**SHORT PROBLEM:**
Please rewrite the rows from their beginning through the line containing "Query: roof overhang", swapping "whole pixels" for "integer pixels" and leaving everything else untouched.

**RECORDS SHOWN:**
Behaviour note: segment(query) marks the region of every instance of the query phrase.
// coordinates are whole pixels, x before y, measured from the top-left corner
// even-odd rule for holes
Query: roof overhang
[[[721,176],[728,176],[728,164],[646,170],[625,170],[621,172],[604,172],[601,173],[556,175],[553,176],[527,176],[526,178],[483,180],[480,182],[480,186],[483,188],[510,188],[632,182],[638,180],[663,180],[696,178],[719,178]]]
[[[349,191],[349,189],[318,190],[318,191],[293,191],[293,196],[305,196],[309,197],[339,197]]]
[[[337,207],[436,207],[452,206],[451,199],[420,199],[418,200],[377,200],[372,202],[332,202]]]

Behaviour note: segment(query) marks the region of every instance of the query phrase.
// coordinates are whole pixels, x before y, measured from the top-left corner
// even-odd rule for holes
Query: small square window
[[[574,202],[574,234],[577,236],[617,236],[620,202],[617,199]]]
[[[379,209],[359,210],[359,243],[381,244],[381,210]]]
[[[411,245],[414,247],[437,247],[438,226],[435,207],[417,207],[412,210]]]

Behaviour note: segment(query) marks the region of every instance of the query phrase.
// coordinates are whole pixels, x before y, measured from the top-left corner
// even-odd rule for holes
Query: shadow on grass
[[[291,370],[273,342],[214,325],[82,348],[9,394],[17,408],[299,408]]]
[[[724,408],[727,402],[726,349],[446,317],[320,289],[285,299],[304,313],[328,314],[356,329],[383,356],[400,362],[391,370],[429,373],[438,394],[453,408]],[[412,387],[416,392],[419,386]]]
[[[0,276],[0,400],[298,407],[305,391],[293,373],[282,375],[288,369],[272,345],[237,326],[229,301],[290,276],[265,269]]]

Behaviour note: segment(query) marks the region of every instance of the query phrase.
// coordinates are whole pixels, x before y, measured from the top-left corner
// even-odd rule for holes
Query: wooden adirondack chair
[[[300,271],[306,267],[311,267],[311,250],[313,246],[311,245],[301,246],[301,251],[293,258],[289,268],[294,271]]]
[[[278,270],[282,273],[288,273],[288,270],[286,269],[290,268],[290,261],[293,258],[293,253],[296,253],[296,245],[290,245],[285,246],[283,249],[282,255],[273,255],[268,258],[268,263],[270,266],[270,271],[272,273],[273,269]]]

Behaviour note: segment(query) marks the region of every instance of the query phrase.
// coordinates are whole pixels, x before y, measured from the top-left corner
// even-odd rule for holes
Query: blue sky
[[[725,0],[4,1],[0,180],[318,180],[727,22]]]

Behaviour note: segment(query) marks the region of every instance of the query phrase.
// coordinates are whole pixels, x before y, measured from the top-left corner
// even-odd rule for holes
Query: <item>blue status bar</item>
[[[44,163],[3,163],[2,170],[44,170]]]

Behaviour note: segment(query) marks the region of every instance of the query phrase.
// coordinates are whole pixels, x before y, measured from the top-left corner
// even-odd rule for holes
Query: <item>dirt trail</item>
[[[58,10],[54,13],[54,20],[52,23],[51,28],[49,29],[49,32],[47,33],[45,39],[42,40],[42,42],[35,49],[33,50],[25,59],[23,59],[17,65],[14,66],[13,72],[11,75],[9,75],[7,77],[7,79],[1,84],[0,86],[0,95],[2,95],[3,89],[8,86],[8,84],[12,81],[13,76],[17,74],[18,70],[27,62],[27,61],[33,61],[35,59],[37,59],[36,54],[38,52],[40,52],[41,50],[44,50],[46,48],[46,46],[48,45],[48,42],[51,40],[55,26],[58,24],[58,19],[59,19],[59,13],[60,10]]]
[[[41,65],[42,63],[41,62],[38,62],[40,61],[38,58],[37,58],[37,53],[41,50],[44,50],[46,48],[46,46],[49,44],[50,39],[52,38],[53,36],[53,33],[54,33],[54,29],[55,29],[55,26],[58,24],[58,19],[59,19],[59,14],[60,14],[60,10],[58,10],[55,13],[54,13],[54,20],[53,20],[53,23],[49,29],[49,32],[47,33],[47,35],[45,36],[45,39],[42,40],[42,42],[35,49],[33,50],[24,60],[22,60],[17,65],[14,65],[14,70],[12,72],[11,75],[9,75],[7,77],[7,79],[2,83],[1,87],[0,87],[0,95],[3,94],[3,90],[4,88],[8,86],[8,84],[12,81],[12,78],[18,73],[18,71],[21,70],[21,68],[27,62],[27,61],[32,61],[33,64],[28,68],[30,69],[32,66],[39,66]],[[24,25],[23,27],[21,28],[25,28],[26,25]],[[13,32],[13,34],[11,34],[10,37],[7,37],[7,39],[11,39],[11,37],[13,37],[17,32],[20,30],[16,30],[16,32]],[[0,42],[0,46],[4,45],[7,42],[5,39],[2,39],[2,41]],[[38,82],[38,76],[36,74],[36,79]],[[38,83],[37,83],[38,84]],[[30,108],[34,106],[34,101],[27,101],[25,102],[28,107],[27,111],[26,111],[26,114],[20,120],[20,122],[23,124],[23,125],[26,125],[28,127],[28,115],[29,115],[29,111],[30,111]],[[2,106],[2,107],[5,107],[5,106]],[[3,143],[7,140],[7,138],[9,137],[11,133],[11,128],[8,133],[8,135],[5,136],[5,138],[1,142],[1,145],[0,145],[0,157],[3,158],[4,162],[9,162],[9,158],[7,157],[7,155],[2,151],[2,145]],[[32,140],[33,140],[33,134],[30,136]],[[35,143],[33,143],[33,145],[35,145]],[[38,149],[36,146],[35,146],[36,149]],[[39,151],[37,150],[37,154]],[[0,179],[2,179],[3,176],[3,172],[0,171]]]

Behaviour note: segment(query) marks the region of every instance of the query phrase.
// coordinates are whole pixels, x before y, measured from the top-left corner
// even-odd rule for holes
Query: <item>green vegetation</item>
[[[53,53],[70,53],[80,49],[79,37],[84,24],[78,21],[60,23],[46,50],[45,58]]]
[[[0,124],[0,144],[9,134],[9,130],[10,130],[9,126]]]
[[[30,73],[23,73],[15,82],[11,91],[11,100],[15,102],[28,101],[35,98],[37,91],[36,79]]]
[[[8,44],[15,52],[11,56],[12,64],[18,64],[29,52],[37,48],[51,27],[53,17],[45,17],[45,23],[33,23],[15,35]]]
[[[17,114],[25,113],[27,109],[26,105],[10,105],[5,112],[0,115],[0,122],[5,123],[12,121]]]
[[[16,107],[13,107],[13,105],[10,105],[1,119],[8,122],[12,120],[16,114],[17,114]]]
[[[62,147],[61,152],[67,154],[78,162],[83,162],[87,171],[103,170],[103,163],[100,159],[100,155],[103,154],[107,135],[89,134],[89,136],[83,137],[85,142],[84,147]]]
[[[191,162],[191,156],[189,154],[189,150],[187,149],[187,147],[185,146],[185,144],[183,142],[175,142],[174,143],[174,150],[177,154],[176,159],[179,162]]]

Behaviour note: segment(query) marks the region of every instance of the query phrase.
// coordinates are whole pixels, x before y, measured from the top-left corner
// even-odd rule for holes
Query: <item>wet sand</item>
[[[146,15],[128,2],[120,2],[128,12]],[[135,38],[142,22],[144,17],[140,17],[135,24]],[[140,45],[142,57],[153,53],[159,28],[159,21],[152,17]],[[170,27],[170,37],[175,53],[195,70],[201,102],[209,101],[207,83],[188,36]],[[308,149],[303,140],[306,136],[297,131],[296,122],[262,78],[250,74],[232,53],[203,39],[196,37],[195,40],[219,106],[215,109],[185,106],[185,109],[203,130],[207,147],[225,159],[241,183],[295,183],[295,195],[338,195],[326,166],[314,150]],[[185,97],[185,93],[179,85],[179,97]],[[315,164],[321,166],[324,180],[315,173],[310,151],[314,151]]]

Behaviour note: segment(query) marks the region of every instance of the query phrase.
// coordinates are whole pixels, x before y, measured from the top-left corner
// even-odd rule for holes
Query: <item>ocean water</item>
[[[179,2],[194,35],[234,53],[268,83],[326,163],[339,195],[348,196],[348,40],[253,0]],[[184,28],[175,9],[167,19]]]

**EXPECTED ANSWER:**
Behaviour note: segment(query) marks the region of every instance of the query phrase.
// coordinates are integer pixels, x before y, measured from the top-left corner
// even-odd rule for holes
Query: roof overhang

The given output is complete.